1. The appellants in these two appeals were the defendants in two suits (O. S. No. 93 of 1945 and O. S. NO. 94 Of 1945) which were heard analogously in the Court of the Munsif of Kendrapara. The plaintiff in both the suits was one Ataniram Mohanty, the respondent in these appeals. In O. S. No. 93/45 the property in dispute consists of l.OS acres of raiyati land appertaining khata No. 246. In O. S. No. 94/45 the property in dispute consists of. 22 acres appertaining khata No. 251. These khatas originally belonged to the recorded tenants Prabalad Das, Krushna Chan-dra Das, Bairagi Das & Nabani Bewa. The plaintiff-respondent Abhiram Mohanty claimed to have purchased the property from the recorded tenants by a Kabala dated 18-9-31. He, however, did not take the necessary steps prescribed in Section 31, Orissa Tenancy Act (as it stood before the amendment of 1938) lor the purpose of obtaining the consent of the landlord to the transfer and for getting his name mutated in the landlord's sherista. Consequently, whenever he paid rent for the two khatas the landlord granted Marfatdari receipt in the name of the recorded tenants showing, however, the plaintiff as the person who actually paid the money.
In 1938, the Orissa Legislature passed the Orissa Tenancy (Amendment) Act, 1938 (Orissa Act 8 of 1938) by which old Section 31, Orissa Tenancy Act, was replaced by four new sections, namely, 30A, 31, 31A and 31B which had as their primary object the conferring of unrestricted right of transfer of occupancy holdings on raiyats and the providing of other consequential matters.

» **LISTED ENTRIES**:
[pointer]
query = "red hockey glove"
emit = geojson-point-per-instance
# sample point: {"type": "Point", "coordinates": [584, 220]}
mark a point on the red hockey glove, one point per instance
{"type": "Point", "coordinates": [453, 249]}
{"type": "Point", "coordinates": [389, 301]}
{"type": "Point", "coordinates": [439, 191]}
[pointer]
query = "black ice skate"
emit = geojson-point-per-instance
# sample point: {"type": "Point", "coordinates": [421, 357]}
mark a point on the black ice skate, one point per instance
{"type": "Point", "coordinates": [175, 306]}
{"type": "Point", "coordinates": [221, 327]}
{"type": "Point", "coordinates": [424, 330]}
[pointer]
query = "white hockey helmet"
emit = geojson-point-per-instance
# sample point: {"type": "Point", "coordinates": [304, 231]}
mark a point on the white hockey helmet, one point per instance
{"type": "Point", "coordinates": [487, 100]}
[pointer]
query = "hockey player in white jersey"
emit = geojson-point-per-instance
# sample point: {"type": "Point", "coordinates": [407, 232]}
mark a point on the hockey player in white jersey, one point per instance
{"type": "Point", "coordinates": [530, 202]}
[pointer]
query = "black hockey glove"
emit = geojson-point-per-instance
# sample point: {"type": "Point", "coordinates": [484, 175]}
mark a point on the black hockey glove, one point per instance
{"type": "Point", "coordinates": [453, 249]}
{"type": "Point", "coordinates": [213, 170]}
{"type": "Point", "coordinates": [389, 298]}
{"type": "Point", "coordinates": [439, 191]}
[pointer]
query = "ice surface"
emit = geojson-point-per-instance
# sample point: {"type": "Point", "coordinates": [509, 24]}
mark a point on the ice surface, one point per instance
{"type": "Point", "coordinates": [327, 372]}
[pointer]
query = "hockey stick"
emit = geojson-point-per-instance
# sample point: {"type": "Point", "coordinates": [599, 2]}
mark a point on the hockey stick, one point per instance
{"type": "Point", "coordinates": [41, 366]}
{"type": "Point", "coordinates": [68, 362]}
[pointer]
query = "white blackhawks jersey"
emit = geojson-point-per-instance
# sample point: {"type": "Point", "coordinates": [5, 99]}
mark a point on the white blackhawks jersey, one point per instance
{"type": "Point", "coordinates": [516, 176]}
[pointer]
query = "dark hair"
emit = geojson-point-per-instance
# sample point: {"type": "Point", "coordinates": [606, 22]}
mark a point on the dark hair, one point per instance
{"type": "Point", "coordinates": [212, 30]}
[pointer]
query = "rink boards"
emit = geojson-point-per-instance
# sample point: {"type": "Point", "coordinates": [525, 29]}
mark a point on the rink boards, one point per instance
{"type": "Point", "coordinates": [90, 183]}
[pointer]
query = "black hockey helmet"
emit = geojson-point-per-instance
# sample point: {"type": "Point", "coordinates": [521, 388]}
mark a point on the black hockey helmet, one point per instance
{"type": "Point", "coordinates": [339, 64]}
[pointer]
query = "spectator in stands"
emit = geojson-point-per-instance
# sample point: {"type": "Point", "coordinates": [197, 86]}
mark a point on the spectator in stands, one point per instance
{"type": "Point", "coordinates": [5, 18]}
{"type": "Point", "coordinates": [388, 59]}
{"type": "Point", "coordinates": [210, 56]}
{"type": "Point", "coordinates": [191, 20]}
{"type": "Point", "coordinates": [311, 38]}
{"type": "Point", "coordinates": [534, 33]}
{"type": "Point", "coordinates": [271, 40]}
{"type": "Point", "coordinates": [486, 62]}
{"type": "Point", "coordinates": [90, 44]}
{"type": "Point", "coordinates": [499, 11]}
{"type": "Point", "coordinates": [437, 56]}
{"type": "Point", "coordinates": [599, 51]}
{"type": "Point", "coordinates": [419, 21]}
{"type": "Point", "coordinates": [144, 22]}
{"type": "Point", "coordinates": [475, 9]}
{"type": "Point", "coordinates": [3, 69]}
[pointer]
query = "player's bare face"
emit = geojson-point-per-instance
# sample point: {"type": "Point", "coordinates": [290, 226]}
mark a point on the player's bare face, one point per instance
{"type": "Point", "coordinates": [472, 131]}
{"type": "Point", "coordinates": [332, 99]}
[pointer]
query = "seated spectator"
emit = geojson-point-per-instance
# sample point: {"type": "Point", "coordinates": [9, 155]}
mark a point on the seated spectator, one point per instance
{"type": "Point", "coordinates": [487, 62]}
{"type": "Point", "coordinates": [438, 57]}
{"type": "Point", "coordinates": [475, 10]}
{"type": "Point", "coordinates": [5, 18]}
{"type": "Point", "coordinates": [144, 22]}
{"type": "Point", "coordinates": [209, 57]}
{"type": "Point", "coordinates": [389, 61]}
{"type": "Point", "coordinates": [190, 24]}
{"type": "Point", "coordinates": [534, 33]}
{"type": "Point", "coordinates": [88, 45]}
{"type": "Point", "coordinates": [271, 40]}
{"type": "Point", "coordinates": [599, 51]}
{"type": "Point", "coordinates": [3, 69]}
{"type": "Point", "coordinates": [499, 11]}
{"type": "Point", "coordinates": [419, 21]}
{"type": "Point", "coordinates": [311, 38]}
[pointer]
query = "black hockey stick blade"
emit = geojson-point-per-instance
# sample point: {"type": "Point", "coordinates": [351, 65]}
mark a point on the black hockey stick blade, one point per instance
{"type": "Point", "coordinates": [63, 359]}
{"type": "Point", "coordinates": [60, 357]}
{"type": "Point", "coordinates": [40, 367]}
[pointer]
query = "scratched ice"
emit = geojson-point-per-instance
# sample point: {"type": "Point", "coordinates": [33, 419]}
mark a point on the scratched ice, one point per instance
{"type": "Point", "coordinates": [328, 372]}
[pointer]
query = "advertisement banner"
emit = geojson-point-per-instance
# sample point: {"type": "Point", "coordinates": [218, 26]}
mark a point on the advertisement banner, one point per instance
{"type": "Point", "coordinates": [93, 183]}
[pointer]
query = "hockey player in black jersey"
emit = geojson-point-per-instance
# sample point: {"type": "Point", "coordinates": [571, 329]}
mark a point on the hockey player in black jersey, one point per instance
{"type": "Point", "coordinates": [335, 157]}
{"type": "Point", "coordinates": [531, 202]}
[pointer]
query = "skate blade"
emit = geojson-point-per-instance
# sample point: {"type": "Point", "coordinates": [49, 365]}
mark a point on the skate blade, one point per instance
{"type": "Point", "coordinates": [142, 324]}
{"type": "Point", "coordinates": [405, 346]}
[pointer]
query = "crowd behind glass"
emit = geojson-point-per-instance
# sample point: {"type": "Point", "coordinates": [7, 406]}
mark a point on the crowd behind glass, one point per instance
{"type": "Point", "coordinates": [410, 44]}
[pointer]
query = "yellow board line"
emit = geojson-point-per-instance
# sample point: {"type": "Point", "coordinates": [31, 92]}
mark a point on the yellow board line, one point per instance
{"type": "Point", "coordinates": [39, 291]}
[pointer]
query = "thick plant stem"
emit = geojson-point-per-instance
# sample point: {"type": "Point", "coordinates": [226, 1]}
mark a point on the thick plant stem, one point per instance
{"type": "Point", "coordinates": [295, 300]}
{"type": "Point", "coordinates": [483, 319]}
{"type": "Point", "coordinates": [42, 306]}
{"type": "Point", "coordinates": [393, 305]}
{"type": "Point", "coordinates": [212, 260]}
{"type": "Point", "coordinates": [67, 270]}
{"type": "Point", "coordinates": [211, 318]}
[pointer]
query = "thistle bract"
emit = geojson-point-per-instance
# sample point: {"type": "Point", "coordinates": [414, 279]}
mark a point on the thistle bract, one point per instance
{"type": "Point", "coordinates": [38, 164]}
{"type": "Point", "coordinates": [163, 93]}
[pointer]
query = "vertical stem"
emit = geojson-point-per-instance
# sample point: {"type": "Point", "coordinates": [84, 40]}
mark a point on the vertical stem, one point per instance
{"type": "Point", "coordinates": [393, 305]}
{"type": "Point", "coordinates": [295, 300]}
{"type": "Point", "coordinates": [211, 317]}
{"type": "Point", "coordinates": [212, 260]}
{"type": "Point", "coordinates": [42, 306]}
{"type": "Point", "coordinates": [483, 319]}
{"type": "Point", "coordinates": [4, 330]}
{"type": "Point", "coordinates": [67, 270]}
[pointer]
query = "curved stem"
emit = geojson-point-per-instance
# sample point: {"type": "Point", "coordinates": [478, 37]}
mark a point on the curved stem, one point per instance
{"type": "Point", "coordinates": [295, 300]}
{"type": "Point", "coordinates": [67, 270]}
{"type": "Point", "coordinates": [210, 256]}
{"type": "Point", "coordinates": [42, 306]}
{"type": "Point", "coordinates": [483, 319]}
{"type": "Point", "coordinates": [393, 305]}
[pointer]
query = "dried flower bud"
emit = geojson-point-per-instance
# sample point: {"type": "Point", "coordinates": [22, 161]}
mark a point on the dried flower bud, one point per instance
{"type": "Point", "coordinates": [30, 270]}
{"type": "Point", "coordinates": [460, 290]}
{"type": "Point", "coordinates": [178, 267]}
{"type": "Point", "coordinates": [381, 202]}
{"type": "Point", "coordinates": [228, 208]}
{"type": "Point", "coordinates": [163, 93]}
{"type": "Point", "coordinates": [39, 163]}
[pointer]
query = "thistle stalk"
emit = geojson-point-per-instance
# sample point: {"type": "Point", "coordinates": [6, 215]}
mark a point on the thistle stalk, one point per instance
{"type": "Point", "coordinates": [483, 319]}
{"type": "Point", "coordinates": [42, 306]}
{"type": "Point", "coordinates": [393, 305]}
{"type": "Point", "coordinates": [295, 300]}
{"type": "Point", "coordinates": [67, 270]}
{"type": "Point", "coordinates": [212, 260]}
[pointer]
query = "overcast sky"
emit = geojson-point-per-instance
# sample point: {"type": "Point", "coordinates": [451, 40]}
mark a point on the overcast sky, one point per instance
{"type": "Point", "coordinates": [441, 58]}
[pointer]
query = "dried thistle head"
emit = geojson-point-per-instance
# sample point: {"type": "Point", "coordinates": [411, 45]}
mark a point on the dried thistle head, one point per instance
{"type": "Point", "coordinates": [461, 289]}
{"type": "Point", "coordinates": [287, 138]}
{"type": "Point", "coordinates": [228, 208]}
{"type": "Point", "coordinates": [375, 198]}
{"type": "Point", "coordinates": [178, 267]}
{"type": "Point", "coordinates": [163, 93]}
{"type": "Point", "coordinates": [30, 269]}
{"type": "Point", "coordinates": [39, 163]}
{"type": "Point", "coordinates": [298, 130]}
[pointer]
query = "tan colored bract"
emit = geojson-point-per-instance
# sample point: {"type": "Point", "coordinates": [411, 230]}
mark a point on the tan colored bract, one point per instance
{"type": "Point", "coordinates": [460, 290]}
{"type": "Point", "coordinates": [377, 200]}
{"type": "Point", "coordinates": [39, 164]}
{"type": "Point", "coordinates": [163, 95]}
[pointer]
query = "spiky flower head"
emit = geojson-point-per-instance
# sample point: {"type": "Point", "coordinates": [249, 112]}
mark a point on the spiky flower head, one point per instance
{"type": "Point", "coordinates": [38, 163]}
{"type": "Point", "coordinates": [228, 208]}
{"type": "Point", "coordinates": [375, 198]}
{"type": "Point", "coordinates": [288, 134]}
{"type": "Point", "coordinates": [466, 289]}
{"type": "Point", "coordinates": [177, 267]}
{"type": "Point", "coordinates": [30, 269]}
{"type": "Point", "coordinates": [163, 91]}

» **TASK**:
In the excerpt from the tenancy appeal judgment, what is the date of the Kabala by which the plaintiff claimed to have bought the property from the recorded tenants? The material plays no part in what follows.

» **OUTPUT BELOW**:
18-9-31